**Data to process:**
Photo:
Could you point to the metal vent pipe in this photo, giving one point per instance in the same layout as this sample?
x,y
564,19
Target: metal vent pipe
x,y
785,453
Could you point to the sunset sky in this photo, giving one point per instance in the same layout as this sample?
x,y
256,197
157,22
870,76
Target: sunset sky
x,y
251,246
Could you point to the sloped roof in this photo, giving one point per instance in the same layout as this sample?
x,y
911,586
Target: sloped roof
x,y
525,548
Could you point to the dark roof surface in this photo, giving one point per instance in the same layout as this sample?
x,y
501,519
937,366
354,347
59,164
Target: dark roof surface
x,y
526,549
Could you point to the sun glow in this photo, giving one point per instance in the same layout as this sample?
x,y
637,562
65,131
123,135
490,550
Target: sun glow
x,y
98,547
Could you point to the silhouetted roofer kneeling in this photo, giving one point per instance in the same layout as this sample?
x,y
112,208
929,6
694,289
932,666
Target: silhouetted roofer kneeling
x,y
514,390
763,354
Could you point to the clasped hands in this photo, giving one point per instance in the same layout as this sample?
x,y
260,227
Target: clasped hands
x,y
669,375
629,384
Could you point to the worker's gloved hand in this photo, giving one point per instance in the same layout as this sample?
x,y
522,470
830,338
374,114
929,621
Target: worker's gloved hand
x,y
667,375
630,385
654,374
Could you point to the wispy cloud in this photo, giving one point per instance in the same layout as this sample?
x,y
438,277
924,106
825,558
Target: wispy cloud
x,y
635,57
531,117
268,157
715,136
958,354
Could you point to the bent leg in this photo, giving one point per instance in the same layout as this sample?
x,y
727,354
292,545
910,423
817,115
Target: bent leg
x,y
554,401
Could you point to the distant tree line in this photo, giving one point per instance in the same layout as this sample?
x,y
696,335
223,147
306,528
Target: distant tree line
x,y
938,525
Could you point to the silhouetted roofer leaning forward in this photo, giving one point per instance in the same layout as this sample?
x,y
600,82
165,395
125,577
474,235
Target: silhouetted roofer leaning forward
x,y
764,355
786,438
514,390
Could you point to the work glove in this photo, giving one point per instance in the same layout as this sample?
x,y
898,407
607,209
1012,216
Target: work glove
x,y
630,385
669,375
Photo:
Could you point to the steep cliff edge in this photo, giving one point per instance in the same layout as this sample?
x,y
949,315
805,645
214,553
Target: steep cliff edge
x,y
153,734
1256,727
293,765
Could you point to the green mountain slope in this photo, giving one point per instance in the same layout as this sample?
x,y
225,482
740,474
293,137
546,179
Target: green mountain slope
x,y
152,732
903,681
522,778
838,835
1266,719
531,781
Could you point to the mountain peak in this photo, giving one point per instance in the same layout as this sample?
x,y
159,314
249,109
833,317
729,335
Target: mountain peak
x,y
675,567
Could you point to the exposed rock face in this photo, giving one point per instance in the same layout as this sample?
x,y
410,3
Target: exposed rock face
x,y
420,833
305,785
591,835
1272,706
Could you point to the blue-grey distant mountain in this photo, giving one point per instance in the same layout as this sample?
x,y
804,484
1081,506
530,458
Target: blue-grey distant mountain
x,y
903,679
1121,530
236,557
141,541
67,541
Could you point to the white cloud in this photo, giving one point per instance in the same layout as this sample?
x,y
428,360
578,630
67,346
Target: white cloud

**Exercise objective:**
Rewrite every row above, putting "template" wherever "sample" appears and keeping everything else the same.

**Result of the task:**
Photo:
Could you point to the metal vent pipe in this photo, giving one point per instance in the same layout as this template?
x,y
564,19
Target: metal vent pipe
x,y
785,453
Could you point to the sunset sky in this photo, giving one point per instance in the same layout as this template?
x,y
256,197
157,22
870,76
Target: sunset sky
x,y
251,246
Could you point to the sloped roof in this photo, giving one point per instance in the same layout as this template?
x,y
911,586
Target: sloped roof
x,y
525,548
Could you point to the dark roof surface in this photo, giving one point per instance in the same layout as this template?
x,y
501,519
937,366
354,347
59,164
Target: dark roof surface
x,y
526,549
Could you point to the sun glow in this photo, giving one point per instance in the same layout as this template?
x,y
637,562
65,131
123,135
490,550
Target: sun glow
x,y
98,547
Could you point to the silhouetted roofer kneeling in this photo, giving one point per instance in the same layout as this template?
x,y
112,208
929,6
694,289
932,666
Target: silhouetted roofer kneeling
x,y
514,390
763,354
Could you point to the clasped hands in this photo, giving one point per instance in the same layout as this template?
x,y
260,227
Target: clasped hands
x,y
669,375
629,384
Could you point to the worker's gloved hand in this photo, giving one point per instance in the same layout as this template?
x,y
522,470
830,338
374,114
929,621
Target: worker's gloved hand
x,y
667,375
630,385
654,374
Could you point to the wispy cloud in this photo, giving one point per instance in the same layout as this template?
x,y
438,277
924,106
825,558
Target: wispy cloud
x,y
635,57
531,117
268,157
715,136
958,354
Could you point to the bent leg in this photo, giving one point per instance in the same layout as this template?
x,y
727,354
292,545
910,423
817,115
Target: bent leg
x,y
554,401
Could you point to the distant tree line in this photo, giving one point per instance in the same layout as this template?
x,y
696,335
223,147
306,528
Target: distant tree line
x,y
938,525
Could you point to the silhouetted roofer leaning forward in this photo, giving one point per instance in the same layout as this template?
x,y
600,82
165,395
125,577
474,235
Target: silhouetted roofer leaning forward
x,y
764,355
786,438
514,390
Could you point to the work glove in this photo, giving one point per instance in the same layout as this template?
x,y
898,407
607,209
1012,216
Target: work glove
x,y
630,385
669,375
Photo:
Could you point to the steep cliff edge in this photo, giving one point per instance in the same layout as this template?
x,y
949,315
805,645
214,553
Target: steep cliff edge
x,y
153,734
1256,727
293,765
Could you point to the green mountain slope in this photo, giving one point per instance in the same layout as this template?
x,y
225,482
740,474
293,137
546,179
Target: green mountain slope
x,y
152,732
903,681
522,778
838,835
1266,719
531,781
Could you point to the mountain peak in this photo, giving one point per instance in the same layout as this template?
x,y
159,314
249,109
833,317
729,335
Target: mountain peak
x,y
675,567
Could you point to the exposed rock face in this photo, giving one point per instance in the same layout as this template?
x,y
410,3
Target: exposed rock face
x,y
420,833
305,785
591,835
1272,706
Could you point to the blue-grey distant mountain in this photo, giving one point per instance in the same layout as this template?
x,y
804,484
1081,506
530,458
Target: blue-grey distant mountain
x,y
903,679
1121,530
236,557
141,541
67,541
Could you point to the white cloud in this photo, giving one point per instance in the same layout as this template?
x,y
428,360
578,630
67,346
Target: white cloud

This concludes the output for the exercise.